* [What is required] From the records below, print exactly the lines starting at the one containing "# indicate the tree with a pin" and ending at the one containing "# indicate the white road line with a pin", ends included, and nothing else.
╭─ Material for this exercise
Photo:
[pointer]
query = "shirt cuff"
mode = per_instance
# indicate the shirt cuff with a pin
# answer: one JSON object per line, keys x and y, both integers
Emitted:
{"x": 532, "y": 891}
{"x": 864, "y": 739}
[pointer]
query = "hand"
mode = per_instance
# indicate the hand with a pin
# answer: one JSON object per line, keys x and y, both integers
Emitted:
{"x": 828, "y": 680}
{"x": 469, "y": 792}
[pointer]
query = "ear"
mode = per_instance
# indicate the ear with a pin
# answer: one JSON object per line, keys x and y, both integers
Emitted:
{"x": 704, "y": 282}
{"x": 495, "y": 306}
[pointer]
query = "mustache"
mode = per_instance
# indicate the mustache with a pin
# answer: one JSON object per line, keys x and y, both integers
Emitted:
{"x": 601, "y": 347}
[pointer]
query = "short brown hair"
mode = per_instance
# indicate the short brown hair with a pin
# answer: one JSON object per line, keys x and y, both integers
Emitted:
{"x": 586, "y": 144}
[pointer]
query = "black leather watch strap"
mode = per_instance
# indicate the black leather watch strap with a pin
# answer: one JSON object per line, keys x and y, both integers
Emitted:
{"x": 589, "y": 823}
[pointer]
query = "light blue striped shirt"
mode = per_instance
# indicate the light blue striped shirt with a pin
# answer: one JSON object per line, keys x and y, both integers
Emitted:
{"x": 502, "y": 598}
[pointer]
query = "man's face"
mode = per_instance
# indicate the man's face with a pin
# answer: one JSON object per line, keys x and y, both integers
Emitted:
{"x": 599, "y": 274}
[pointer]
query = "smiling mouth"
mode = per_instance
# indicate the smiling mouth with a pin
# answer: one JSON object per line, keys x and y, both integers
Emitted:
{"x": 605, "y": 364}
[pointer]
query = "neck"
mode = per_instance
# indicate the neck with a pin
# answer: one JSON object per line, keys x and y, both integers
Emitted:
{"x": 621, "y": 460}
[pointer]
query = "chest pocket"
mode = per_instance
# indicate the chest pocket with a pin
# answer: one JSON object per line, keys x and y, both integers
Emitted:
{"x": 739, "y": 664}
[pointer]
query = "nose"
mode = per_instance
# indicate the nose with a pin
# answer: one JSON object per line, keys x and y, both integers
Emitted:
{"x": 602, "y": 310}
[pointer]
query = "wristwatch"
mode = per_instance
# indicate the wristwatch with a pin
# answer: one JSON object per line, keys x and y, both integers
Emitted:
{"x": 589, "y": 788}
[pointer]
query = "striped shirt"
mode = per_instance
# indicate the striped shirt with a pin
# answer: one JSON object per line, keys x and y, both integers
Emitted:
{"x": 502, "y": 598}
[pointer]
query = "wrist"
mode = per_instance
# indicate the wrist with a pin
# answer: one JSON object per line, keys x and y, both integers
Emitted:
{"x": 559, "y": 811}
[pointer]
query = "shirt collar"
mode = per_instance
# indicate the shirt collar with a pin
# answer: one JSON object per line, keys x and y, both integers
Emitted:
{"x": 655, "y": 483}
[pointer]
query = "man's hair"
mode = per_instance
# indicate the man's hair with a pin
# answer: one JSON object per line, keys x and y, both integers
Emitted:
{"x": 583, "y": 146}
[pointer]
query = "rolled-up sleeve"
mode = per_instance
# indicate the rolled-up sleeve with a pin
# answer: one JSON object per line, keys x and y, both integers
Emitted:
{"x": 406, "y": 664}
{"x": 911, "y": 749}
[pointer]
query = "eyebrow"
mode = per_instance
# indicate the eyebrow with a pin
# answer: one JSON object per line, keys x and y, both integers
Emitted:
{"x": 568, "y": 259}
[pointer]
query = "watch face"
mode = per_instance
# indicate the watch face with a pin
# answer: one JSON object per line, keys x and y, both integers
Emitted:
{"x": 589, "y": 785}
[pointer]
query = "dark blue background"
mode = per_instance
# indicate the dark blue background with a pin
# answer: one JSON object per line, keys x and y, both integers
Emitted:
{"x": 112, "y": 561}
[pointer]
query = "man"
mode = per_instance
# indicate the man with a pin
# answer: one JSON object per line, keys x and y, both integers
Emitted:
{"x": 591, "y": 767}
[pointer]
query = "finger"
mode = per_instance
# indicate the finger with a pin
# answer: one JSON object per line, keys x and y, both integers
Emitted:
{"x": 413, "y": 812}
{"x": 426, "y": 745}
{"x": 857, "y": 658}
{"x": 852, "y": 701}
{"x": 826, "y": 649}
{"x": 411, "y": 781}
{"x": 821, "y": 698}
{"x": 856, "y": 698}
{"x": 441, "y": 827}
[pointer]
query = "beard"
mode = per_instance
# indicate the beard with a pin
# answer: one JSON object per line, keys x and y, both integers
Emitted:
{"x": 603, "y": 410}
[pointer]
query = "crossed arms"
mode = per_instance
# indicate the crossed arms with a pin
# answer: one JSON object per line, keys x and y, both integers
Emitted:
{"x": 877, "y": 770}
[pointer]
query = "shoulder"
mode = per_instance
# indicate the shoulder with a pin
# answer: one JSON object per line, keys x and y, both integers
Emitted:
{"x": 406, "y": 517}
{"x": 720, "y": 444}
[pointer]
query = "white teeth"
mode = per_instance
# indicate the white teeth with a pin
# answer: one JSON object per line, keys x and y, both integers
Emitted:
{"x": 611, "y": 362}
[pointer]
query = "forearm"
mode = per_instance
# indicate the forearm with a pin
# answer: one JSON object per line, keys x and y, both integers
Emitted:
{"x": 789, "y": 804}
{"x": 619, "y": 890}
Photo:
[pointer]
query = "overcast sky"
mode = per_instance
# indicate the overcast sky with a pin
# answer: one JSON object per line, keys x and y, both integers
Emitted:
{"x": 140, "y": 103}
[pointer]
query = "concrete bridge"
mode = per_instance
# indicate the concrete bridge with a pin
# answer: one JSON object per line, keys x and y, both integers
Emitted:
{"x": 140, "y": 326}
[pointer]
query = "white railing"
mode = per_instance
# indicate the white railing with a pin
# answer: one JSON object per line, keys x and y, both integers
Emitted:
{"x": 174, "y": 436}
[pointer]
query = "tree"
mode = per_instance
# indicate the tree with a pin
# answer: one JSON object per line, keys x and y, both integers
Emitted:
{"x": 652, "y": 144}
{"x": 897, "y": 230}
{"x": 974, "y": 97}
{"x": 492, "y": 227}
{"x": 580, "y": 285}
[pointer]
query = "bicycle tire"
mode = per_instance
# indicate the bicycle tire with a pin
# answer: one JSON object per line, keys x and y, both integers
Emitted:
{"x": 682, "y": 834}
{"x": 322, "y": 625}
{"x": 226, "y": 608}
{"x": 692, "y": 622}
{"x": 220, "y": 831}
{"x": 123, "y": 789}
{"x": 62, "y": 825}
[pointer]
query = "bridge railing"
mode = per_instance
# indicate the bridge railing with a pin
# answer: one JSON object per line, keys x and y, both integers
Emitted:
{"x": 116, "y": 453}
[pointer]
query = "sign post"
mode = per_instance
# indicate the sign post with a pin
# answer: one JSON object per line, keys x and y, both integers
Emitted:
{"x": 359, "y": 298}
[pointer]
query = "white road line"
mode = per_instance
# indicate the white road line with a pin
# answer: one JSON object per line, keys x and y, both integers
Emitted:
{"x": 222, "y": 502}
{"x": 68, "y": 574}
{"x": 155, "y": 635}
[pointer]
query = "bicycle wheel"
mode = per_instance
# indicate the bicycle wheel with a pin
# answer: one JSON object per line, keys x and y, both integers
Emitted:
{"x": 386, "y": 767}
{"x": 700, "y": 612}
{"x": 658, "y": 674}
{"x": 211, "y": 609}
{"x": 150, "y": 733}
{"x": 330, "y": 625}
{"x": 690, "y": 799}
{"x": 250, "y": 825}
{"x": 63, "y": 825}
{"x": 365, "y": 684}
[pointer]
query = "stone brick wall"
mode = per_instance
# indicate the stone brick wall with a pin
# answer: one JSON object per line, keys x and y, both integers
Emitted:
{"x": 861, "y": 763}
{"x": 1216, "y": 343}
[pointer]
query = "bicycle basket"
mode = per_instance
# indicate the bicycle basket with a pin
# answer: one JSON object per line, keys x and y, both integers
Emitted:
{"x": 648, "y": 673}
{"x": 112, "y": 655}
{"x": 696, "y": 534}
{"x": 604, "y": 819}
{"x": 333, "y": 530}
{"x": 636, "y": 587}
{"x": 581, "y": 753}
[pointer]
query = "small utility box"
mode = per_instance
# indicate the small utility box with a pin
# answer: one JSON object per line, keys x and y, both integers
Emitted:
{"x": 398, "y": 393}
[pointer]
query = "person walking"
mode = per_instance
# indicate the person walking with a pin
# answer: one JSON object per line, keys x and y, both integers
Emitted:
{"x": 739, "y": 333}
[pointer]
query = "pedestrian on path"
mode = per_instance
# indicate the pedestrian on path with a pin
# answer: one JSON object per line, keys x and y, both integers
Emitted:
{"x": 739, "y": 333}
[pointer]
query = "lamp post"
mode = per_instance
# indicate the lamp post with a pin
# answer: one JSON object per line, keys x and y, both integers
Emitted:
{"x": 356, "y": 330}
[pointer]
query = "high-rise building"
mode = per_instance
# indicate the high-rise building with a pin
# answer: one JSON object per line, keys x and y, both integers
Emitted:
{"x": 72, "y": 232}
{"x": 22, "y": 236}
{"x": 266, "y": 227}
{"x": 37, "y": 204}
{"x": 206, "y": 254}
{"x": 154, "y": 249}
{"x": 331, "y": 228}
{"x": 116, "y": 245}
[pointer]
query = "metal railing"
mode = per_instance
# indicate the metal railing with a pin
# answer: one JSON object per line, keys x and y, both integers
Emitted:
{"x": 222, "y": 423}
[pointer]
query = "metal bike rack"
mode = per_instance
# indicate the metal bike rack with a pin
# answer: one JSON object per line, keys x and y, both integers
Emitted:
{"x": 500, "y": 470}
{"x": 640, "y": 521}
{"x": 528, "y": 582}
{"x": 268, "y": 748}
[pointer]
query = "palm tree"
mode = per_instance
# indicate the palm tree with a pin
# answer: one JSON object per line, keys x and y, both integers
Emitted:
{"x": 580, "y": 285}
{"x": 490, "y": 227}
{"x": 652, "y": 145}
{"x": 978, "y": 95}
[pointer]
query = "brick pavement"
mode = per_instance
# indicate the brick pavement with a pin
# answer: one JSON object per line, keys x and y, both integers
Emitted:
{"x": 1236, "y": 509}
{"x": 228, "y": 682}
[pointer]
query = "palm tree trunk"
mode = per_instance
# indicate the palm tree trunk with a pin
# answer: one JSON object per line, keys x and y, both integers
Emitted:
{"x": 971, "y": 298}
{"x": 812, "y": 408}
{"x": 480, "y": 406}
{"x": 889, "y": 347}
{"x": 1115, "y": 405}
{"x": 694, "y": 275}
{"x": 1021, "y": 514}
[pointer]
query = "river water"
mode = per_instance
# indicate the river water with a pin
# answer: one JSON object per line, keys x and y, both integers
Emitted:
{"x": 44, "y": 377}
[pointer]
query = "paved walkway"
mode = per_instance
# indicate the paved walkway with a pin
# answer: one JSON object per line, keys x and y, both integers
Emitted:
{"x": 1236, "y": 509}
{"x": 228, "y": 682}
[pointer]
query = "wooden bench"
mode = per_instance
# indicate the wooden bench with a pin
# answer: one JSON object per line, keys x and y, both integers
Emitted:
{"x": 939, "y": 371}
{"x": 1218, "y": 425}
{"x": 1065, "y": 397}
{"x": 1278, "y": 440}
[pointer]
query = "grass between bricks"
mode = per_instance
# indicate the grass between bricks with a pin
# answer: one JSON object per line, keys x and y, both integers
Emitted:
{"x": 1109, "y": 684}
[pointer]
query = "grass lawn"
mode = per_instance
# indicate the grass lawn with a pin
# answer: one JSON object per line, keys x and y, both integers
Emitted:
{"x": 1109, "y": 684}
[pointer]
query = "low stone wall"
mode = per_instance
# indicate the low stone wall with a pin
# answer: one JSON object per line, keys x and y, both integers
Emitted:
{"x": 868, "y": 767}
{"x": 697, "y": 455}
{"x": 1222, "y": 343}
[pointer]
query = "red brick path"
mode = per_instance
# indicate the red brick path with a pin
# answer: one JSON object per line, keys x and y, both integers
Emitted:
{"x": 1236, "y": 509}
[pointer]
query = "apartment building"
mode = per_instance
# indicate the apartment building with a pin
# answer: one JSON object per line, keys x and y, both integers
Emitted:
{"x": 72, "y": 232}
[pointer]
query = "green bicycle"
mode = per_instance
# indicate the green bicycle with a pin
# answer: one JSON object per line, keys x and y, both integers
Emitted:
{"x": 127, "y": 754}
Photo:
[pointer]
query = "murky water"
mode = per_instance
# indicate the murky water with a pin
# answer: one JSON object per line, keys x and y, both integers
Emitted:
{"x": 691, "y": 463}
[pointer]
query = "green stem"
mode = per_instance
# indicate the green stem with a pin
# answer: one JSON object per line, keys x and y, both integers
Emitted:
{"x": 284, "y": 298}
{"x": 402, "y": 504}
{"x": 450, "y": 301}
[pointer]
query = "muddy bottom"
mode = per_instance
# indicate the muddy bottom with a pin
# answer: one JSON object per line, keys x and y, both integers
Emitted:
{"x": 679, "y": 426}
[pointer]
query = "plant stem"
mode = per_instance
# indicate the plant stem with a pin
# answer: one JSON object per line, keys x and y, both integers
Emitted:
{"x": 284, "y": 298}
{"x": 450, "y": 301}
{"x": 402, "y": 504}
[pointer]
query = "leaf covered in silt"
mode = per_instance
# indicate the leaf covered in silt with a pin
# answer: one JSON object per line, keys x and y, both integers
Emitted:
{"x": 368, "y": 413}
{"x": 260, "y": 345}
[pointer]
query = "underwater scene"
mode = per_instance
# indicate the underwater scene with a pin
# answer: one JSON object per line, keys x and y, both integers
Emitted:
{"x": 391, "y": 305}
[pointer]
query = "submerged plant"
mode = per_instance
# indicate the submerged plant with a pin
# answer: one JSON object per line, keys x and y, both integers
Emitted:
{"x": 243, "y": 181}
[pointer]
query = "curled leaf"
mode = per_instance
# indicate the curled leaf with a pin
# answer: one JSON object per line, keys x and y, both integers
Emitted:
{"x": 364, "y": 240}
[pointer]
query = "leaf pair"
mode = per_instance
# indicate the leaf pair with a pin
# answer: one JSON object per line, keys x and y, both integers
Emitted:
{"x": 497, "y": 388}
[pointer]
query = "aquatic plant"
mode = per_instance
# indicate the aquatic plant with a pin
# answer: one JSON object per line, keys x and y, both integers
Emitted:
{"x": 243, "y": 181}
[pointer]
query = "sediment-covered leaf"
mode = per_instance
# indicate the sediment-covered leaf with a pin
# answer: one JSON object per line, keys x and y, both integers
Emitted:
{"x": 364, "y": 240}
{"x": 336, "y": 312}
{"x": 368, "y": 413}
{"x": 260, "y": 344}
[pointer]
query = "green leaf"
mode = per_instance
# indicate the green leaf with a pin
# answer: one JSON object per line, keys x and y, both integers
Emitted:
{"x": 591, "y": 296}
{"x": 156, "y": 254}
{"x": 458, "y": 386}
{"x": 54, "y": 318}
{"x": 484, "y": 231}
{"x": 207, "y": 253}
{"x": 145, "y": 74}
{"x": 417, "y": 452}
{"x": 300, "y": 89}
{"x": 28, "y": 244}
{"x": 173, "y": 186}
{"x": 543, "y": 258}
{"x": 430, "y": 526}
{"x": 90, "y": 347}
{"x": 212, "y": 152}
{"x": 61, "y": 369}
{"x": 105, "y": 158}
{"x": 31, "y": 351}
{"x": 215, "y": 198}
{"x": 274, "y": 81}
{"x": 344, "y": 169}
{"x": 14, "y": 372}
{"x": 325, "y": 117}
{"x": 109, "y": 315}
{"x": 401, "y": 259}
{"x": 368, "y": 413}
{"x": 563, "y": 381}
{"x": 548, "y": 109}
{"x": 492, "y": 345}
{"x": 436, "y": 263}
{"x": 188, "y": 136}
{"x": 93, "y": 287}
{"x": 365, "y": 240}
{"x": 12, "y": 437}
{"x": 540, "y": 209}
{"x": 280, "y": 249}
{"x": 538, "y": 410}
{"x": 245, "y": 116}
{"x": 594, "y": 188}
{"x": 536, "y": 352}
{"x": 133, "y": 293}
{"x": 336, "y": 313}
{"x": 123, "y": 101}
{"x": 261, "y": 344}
╰─
* [Your solution]
# indicate the tree with a pin
# answer: one JSON object per line, keys x and y, both integers
Emitted:
{"x": 652, "y": 144}
{"x": 897, "y": 230}
{"x": 974, "y": 97}
{"x": 492, "y": 227}
{"x": 580, "y": 285}
[pointer]
query = "bicycle tire"
mode = per_instance
# indicate the bicycle tire with a pin
# answer: one JSON object per line, keys x and y, both integers
Emitted:
{"x": 682, "y": 834}
{"x": 322, "y": 625}
{"x": 226, "y": 608}
{"x": 692, "y": 622}
{"x": 220, "y": 831}
{"x": 123, "y": 789}
{"x": 62, "y": 825}
[pointer]
query = "bridge railing"
mode = per_instance
# indicate the bridge railing with a pin
# answer: one JSON object per line, keys x and y, both integers
Emitted:
{"x": 116, "y": 453}
[pointer]
query = "sign post"
mode = per_instance
# indicate the sign post with a pin
# answer: one JSON object per line, keys x and y, both integers
Emitted:
{"x": 359, "y": 298}
[pointer]
query = "white road line"
mode = per_instance
# indicate the white road line with a pin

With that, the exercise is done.